TASK BRIEF: Which lines in the entries contain the word "floor"? Select and copy each of those lines, matching case exactly.

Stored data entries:
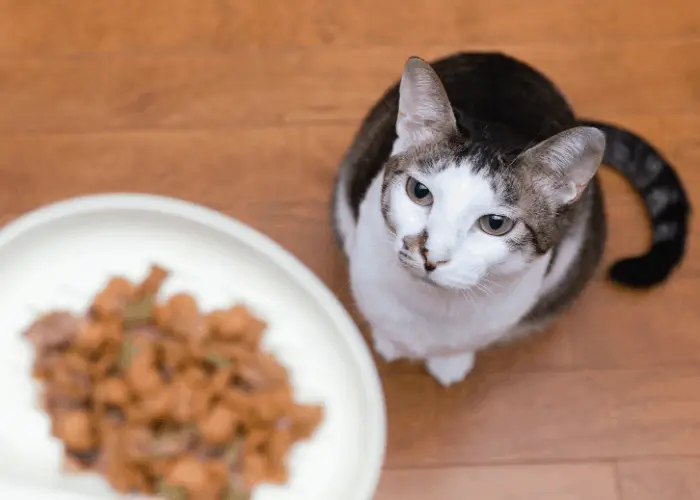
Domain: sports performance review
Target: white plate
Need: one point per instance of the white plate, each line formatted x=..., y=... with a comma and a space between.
x=59, y=257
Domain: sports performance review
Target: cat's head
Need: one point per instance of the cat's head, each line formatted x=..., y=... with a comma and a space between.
x=460, y=212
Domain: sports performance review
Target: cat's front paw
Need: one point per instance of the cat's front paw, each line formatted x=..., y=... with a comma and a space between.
x=386, y=348
x=449, y=370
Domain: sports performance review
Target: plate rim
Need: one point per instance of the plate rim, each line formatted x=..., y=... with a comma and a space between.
x=260, y=242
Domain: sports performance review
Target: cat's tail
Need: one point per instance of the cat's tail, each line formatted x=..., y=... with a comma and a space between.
x=665, y=200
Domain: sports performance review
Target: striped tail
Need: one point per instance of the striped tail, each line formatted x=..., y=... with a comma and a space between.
x=665, y=200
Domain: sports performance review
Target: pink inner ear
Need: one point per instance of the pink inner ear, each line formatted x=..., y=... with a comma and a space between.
x=579, y=190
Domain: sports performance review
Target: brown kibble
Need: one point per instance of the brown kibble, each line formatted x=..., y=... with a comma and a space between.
x=92, y=337
x=112, y=391
x=189, y=473
x=255, y=469
x=305, y=419
x=219, y=425
x=113, y=299
x=153, y=282
x=76, y=430
x=54, y=330
x=175, y=352
x=181, y=401
x=157, y=397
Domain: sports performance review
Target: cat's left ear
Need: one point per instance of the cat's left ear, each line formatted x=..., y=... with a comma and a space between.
x=566, y=163
x=425, y=112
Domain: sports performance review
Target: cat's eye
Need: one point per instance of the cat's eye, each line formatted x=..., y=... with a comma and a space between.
x=418, y=192
x=496, y=225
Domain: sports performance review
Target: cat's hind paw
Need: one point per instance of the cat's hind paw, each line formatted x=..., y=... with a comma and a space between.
x=448, y=370
x=386, y=348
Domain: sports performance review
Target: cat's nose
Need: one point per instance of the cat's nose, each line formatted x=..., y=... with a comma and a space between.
x=428, y=264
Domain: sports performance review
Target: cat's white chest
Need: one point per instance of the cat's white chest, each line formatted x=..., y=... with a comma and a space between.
x=418, y=320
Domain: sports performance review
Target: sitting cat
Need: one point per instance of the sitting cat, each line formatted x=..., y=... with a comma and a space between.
x=470, y=211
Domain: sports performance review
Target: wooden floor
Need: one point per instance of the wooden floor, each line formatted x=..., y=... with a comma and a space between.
x=247, y=106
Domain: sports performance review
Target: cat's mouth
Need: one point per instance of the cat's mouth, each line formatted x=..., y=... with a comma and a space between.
x=415, y=267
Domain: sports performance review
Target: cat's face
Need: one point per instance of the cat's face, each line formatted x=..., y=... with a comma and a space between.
x=462, y=214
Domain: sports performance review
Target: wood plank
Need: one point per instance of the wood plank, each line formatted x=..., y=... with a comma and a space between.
x=673, y=479
x=278, y=180
x=543, y=417
x=252, y=88
x=527, y=482
x=247, y=165
x=52, y=27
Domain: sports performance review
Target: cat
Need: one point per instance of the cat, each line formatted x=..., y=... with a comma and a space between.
x=470, y=212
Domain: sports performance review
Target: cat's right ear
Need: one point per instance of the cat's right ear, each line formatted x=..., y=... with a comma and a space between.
x=425, y=113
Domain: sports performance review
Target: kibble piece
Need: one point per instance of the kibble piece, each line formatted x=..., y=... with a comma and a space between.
x=219, y=426
x=112, y=391
x=153, y=282
x=114, y=298
x=158, y=397
x=54, y=330
x=189, y=473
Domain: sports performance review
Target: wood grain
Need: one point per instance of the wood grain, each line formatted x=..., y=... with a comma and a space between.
x=55, y=27
x=551, y=416
x=324, y=84
x=247, y=107
x=522, y=482
x=672, y=479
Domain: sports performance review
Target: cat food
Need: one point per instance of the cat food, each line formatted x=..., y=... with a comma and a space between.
x=162, y=399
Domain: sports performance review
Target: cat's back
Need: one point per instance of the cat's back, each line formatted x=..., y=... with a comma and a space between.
x=495, y=97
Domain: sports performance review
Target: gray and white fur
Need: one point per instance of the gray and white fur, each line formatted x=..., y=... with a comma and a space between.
x=470, y=211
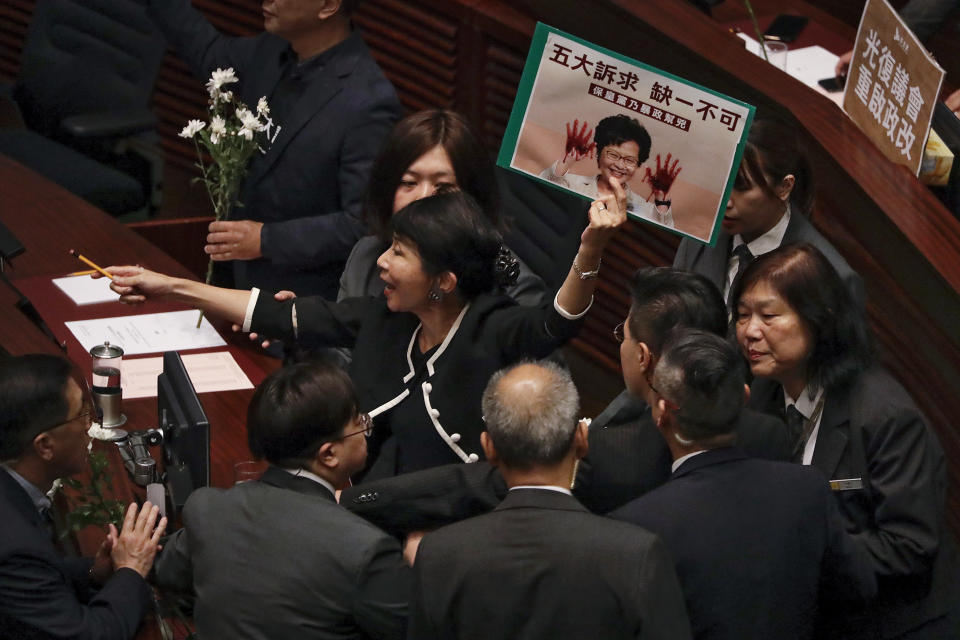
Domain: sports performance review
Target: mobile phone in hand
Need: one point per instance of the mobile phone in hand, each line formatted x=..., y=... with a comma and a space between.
x=832, y=85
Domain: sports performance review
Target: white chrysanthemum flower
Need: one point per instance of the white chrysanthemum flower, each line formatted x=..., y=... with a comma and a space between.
x=218, y=129
x=219, y=78
x=193, y=127
x=249, y=120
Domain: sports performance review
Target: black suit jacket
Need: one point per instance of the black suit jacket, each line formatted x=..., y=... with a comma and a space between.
x=445, y=393
x=308, y=188
x=754, y=543
x=874, y=432
x=542, y=566
x=628, y=457
x=45, y=595
x=712, y=262
x=278, y=558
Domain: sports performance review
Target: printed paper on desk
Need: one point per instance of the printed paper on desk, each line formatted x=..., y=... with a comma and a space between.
x=85, y=290
x=149, y=333
x=571, y=88
x=209, y=372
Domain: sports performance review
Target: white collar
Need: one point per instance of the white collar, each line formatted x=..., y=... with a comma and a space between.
x=807, y=402
x=679, y=461
x=309, y=475
x=768, y=241
x=40, y=500
x=544, y=487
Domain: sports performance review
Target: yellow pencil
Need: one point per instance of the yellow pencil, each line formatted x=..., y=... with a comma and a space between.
x=76, y=254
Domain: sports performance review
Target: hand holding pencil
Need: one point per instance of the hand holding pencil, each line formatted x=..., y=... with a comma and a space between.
x=79, y=256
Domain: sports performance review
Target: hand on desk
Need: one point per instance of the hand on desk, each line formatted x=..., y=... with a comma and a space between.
x=234, y=240
x=136, y=285
x=139, y=539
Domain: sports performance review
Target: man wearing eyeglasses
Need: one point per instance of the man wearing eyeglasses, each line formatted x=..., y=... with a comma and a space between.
x=621, y=144
x=540, y=565
x=278, y=557
x=44, y=419
x=757, y=544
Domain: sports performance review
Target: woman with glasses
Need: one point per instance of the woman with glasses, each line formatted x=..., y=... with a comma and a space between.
x=621, y=144
x=424, y=350
x=809, y=349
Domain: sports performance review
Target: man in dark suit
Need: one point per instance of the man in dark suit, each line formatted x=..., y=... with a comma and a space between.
x=540, y=565
x=278, y=557
x=44, y=419
x=330, y=106
x=628, y=457
x=768, y=208
x=756, y=543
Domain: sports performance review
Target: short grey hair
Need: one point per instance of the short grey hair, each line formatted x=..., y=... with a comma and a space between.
x=536, y=426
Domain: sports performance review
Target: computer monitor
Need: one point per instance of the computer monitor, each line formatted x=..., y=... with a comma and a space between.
x=186, y=432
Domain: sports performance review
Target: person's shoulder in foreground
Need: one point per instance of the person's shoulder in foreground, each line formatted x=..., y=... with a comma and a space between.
x=540, y=565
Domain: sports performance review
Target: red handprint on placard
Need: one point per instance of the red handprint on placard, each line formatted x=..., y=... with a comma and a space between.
x=662, y=179
x=579, y=142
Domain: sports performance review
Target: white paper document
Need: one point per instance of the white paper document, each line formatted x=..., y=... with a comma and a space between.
x=149, y=333
x=209, y=372
x=85, y=290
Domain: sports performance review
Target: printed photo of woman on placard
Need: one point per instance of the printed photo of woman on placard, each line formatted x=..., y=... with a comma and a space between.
x=621, y=145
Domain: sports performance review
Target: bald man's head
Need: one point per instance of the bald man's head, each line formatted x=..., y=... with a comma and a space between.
x=530, y=411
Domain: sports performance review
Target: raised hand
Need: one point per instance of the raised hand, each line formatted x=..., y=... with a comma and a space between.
x=279, y=296
x=234, y=240
x=661, y=180
x=606, y=215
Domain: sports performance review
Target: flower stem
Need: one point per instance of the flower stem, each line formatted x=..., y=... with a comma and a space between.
x=756, y=29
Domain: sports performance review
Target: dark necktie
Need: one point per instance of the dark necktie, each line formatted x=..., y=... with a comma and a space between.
x=744, y=258
x=795, y=422
x=46, y=522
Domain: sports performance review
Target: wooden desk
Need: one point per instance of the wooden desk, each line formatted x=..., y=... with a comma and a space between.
x=49, y=221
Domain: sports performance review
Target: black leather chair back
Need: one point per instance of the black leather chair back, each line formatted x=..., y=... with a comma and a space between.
x=83, y=56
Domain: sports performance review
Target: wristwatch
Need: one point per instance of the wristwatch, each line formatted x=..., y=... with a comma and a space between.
x=586, y=275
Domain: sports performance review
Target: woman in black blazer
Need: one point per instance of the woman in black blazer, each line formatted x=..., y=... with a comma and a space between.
x=423, y=351
x=809, y=348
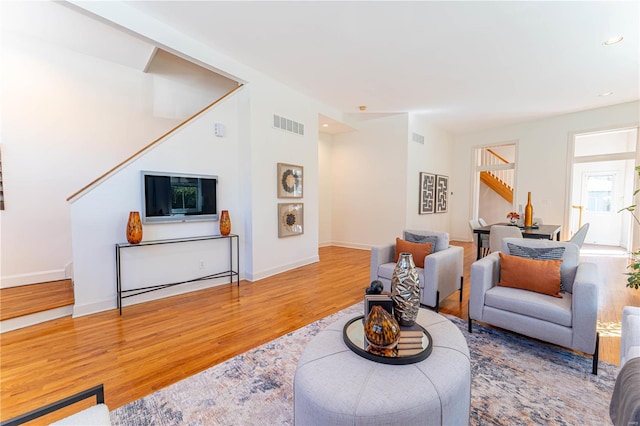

ANSWER BELOW:
Target: wooden floor
Need: one point per instance of the wooden floor, each line formatted x=..., y=... with a comma and a space between.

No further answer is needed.